Region pointing data:
------------------------------------

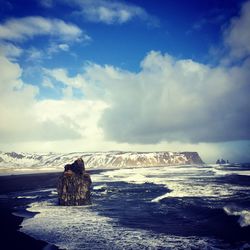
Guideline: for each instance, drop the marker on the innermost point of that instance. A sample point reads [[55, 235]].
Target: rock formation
[[74, 185]]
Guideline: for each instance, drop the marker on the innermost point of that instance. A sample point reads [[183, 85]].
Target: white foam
[[244, 215], [82, 228], [27, 197], [100, 187], [182, 181]]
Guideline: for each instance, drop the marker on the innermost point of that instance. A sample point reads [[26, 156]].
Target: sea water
[[171, 207]]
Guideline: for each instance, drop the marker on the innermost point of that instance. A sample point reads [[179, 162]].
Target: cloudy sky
[[98, 75]]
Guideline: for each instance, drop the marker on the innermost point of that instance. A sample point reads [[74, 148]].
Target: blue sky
[[139, 75]]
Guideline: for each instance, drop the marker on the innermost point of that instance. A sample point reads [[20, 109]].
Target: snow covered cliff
[[112, 159]]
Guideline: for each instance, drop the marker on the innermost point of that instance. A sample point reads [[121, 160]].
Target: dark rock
[[74, 185]]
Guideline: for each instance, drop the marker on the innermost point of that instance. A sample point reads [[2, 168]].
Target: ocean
[[171, 207]]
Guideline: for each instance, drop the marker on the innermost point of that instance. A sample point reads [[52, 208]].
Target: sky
[[99, 75]]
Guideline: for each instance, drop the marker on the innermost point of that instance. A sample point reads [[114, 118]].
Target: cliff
[[74, 185], [113, 159]]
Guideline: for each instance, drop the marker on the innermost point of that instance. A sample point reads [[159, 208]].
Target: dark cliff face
[[193, 158], [74, 185]]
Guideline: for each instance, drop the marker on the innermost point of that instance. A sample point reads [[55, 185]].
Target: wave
[[182, 181], [244, 215], [83, 228]]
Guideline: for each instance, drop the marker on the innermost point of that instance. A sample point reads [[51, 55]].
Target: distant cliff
[[112, 159]]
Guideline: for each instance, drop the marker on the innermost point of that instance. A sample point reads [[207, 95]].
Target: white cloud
[[112, 12], [18, 29], [170, 100], [10, 50], [47, 83], [237, 35], [63, 46], [24, 118], [46, 3]]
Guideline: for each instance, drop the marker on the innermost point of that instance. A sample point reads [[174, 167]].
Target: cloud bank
[[111, 12]]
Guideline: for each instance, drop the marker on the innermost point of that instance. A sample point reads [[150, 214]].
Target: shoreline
[[11, 237]]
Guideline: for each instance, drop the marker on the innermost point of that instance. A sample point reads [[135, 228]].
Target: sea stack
[[74, 185]]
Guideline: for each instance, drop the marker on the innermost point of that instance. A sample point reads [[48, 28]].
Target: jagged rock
[[74, 185]]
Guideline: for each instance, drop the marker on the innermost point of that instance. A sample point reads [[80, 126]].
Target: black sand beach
[[10, 237]]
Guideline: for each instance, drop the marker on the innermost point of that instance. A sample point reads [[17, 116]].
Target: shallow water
[[172, 207]]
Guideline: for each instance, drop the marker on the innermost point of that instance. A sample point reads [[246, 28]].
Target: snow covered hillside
[[113, 159]]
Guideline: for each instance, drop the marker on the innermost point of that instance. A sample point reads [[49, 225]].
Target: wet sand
[[10, 237]]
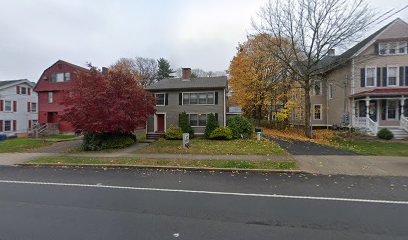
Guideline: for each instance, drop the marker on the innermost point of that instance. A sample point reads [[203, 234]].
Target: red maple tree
[[111, 103]]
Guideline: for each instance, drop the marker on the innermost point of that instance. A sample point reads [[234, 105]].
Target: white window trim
[[375, 76], [31, 107], [11, 105], [164, 99], [52, 97], [388, 72], [4, 125], [330, 90], [396, 110], [321, 112], [206, 104], [387, 44], [188, 114], [321, 88]]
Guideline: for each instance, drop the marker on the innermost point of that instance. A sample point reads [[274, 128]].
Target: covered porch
[[373, 112]]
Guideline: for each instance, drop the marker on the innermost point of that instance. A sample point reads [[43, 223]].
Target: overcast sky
[[189, 33]]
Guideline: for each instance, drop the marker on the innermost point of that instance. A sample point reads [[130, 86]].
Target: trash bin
[[3, 137]]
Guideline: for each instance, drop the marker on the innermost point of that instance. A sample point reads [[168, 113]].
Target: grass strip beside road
[[214, 147], [232, 164], [21, 145]]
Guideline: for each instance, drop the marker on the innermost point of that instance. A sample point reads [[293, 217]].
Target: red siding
[[45, 85]]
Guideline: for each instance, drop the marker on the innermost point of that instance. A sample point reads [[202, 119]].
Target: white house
[[18, 106]]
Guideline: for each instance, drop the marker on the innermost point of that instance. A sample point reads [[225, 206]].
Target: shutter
[[384, 76], [406, 76], [384, 109], [362, 77]]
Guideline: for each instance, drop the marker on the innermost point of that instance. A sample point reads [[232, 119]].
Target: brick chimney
[[186, 74], [331, 52], [105, 70]]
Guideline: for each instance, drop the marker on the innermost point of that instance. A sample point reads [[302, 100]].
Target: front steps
[[398, 132]]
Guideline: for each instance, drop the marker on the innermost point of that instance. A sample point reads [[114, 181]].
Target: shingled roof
[[331, 62], [196, 83]]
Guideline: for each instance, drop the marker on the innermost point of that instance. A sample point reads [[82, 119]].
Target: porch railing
[[404, 123], [372, 126]]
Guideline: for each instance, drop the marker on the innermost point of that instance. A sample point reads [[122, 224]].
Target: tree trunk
[[308, 107]]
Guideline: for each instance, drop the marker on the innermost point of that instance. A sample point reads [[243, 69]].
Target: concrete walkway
[[354, 165]]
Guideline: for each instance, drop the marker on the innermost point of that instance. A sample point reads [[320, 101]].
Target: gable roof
[[331, 62], [8, 83], [196, 83]]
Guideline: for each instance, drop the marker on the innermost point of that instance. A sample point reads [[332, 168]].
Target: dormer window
[[392, 48]]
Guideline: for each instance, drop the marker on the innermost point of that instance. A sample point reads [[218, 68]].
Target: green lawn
[[375, 148], [170, 162], [21, 145], [59, 137], [213, 147]]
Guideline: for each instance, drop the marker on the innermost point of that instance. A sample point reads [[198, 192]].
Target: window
[[392, 48], [160, 99], [371, 77], [392, 76], [198, 98], [198, 120], [60, 77], [391, 109], [50, 97], [33, 107], [317, 87], [317, 113], [7, 106], [402, 48], [331, 90], [7, 125]]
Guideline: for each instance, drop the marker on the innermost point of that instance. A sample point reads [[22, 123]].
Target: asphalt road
[[148, 204]]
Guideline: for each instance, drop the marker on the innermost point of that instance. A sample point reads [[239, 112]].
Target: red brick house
[[51, 86]]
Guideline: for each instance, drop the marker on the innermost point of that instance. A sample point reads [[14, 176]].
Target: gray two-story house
[[198, 97]]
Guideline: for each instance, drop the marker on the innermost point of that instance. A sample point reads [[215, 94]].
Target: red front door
[[160, 122]]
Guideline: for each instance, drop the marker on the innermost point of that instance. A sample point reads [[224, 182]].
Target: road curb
[[110, 166]]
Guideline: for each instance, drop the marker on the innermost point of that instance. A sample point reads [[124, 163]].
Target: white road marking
[[209, 192]]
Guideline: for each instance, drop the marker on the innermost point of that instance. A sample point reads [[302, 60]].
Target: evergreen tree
[[212, 124], [184, 124], [165, 70]]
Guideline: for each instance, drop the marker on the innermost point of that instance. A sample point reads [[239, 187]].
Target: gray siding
[[173, 109]]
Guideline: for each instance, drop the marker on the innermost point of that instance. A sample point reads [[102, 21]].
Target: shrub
[[100, 141], [174, 133], [184, 124], [385, 133], [240, 126], [221, 133], [212, 124]]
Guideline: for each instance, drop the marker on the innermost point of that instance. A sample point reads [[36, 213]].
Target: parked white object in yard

------------------------------------

# EXERCISE GOAL
Set down every entry above without alteration, but print no images.

# OUTPUT OF THE TASK
Guideline: for each instance, drop the marker on the innermost point of that instance. A sample point reads [[55, 235]].
Target: rock formation
[[74, 185]]
Guideline: for each instance, drop the marker on the innermost point of that instance. A sample point reads [[183, 85]].
Target: white foam
[[244, 215], [82, 228], [27, 197], [100, 187], [182, 181]]
Guideline: for each instance, drop the marker on the innermost point of that instance. A sample point reads [[26, 156]].
Target: sea water
[[171, 207]]
Guideline: for each instance, drop the marker on the innermost point of that instance. A sample point reads [[179, 162]].
Target: cloudy sky
[[98, 75]]
Guideline: for each instance, drop the marker on the innermost point of that instance. A sample point reads [[74, 148]].
Target: blue sky
[[139, 75]]
Guideline: for each instance, drop the marker on the innermost point of that instance. A sample point reads [[20, 109]].
Target: snow covered cliff
[[112, 159]]
Guideline: for each instance, drop the marker on the innermost point of that instance. A sample point reads [[121, 160]].
Target: dark rock
[[74, 185]]
Guideline: for each instance, drop the marker on the innermost point of that instance. A sample point reads [[2, 168]].
Target: ocean
[[171, 207]]
Guideline: for each instance, drop the marker on the innermost point of that instance. A sample point reads [[52, 208]].
Target: sky
[[99, 75]]
Guideline: for each instance, drop the marker on the innermost point of that instance. A sample point reads [[114, 118]].
Target: cliff
[[74, 185], [113, 159]]
Guideline: for each instance, drop the marker on the innermost point of that instance. A sample point reads [[159, 208]].
Target: dark cliff face
[[193, 158], [74, 185]]
Guideline: for each instance, drop the marker on the innermost point of that instance. A sample point reads [[55, 185]].
Target: wave
[[182, 181], [244, 215], [83, 228]]
Guideline: for each instance, drop the marker on the innermost point of that instance. A sample point reads [[51, 55]].
Target: distant cliff
[[112, 159]]
Guideline: for each instance, drop the marker on the innermost point of that instance. A sample point reads [[207, 95]].
Target: white cloud
[[112, 12], [18, 29], [170, 100], [10, 50], [47, 83], [237, 35], [63, 46], [24, 118], [46, 3]]
Guideline: for each instance, drop the marker on the innermost point of that instance. A sample point reads [[174, 167]].
Target: cloud bank
[[111, 12]]
Guideline: for each instance, drop the marker on the innermost point of that instance. A sample point reads [[150, 214]].
Target: shoreline
[[11, 237]]
Guideline: for each instance, drop the marker on the innermost point of that instance. A sample point reads [[135, 228]].
Target: sea stack
[[74, 185]]
Guideline: for each instance, drop the marker on the innermost point of that instance. A sample point reads [[48, 28]].
Target: jagged rock
[[74, 185]]
Guideline: for each instance, drop the marker on the innermost point of that instance. A sample point reads [[80, 126]].
Target: black sand beach
[[10, 237]]
Guideline: for each instance, drop the marker on the innermost point of that instance. A sample point reads [[17, 116]].
Target: shallow water
[[172, 207]]
Guideline: for each instance, drop the marker on the innermost point of that instance. A sample point reads [[246, 28]].
Target: snow covered hillside
[[113, 159]]
Guideline: for each instance, drop the marker on the innermost point of that instance. A sample point reads [[49, 225]].
Target: wet sand
[[10, 237]]
Guideline: for each instance, drop the marker on the innermost point of that instance. A sample point reads [[203, 234]].
Target: red maple tree
[[111, 103]]
Guideline: for each instance, drop the marker on the innermost point of that instance. A sample point reads [[234, 105]].
Target: white window trim
[[375, 76], [31, 107], [11, 105], [164, 99], [52, 97], [388, 72], [4, 125], [330, 90], [396, 110], [321, 112], [206, 104], [387, 44], [188, 114], [321, 88]]
Guideline: for each instance, drop the marker on the innermost point of that instance. A sample point reads [[274, 128]].
Target: covered porch
[[373, 112]]
Guideline: for each instance, drop the marker on the innermost point of that instance. A sample point reads [[43, 223]].
Target: overcast sky
[[189, 33]]
Guideline: for each instance, drop the marker on the innermost point of that instance. A sample point reads [[130, 86]].
Target: trash bin
[[3, 137]]
Guideline: for each instance, drop the marker on the innermost point of that instance. A sample point reads [[168, 113]].
Target: grass strip beside road
[[214, 147], [232, 164], [21, 145]]
Guideline: for each instance, drop the marker on the innermost point of that instance. A sample point reads [[293, 217]].
Target: red siding
[[45, 85]]
Guideline: for each instance, drop the marker on the innermost point of that instance. A sample point reads [[202, 119]].
Target: white house
[[18, 106]]
Guideline: for each instance, drop the marker on the innermost point of that instance. A sample point reads [[225, 206]].
Target: shutter
[[384, 76], [406, 76], [384, 109], [362, 77]]
Guideline: for each instance, drop the marker on the innermost point of that instance. A sample point reads [[232, 119]].
Target: brick chimney
[[186, 74], [331, 52], [105, 70]]
Guideline: for each instance, drop the marker on the innermost point of that instance. A sample point reads [[302, 100]].
Target: front steps
[[398, 132]]
Guideline: for each instance, drop the marker on the innermost point of that instance. A sample point reads [[114, 181]].
Target: shingled roof
[[331, 62], [196, 83]]
Guideline: for each instance, drop the marker on the innermost point of that instance. A sample point reads [[82, 119]].
Target: porch railing
[[404, 123], [372, 126]]
Guideline: for each instance, drop the marker on the innermost point of that instance. A sample point reads [[122, 224]].
Target: tree trunk
[[308, 107]]
Guideline: for each instance, drop the marker on the innermost point of that instance. A sample point reads [[243, 69]].
Target: concrete walkway
[[354, 165]]
Guideline: for each instance, drop the marker on the innermost point of that instance. A sample point reads [[320, 101]].
Target: gable roof
[[331, 62], [8, 83], [196, 83]]
Guideline: for each instance, drop the marker on the innermost point of that instance. A sample point reads [[332, 168]].
Target: dormer window
[[392, 48]]
Guideline: for each instance, drop the marker on the innermost point of that instance. A sample point reads [[218, 68]].
Target: green lawn
[[375, 148], [170, 162], [21, 145], [59, 137], [213, 147]]
Guideline: for each instance, drop the marker on the innermost point of that instance. A sample point reads [[198, 192]].
Target: window
[[392, 48], [160, 99], [371, 77], [392, 76], [198, 98], [198, 120], [60, 77], [391, 109], [50, 97], [33, 107], [317, 87], [317, 113], [7, 106], [402, 48], [331, 90], [7, 125]]
Guideline: for each instance, drop the marker on the innermost point of that instance. A sample point reads [[22, 123]].
Target: asphalt road
[[148, 204]]
Guideline: for each instance, drop the marker on the innermost point of that instance. A sample point reads [[239, 112]].
Target: red brick house
[[51, 86]]
Guideline: for each instance, drop the marker on the innermost point of that instance. A sample point reads [[14, 176]].
Target: gray two-story house
[[198, 97]]
Guideline: for each instance, drop the marker on the innermost point of that instance. A sample point reads [[215, 94]].
Target: red front door
[[160, 122]]
Guideline: for each instance, drop the marker on the innermost point of that instance. A sample point reads [[224, 182]].
Target: road curb
[[110, 166]]
Guideline: for each instance, drop the marker on the innermost point of that instance. A sample point reads [[124, 163]].
Target: white road marking
[[209, 192]]
Guideline: for each instance, drop the marker on the innermost point of that instance. A sample point reads [[302, 60]].
Target: evergreen tree
[[212, 124], [184, 124], [165, 70]]
Guideline: for each instance, drop the marker on the innermost point of that instance. A sample point reads [[239, 187]].
Target: gray siding
[[173, 109]]
Guideline: for each instance, drop the marker on the innermost point of that instance. A sample point reads [[102, 21]].
Target: shrub
[[100, 141], [174, 133], [184, 124], [385, 133], [240, 126], [221, 133], [212, 124]]
Guideline: for each instance, drop the marker on the innermost point of that instance. A sample point reads [[36, 213]].
Target: parked white object in yard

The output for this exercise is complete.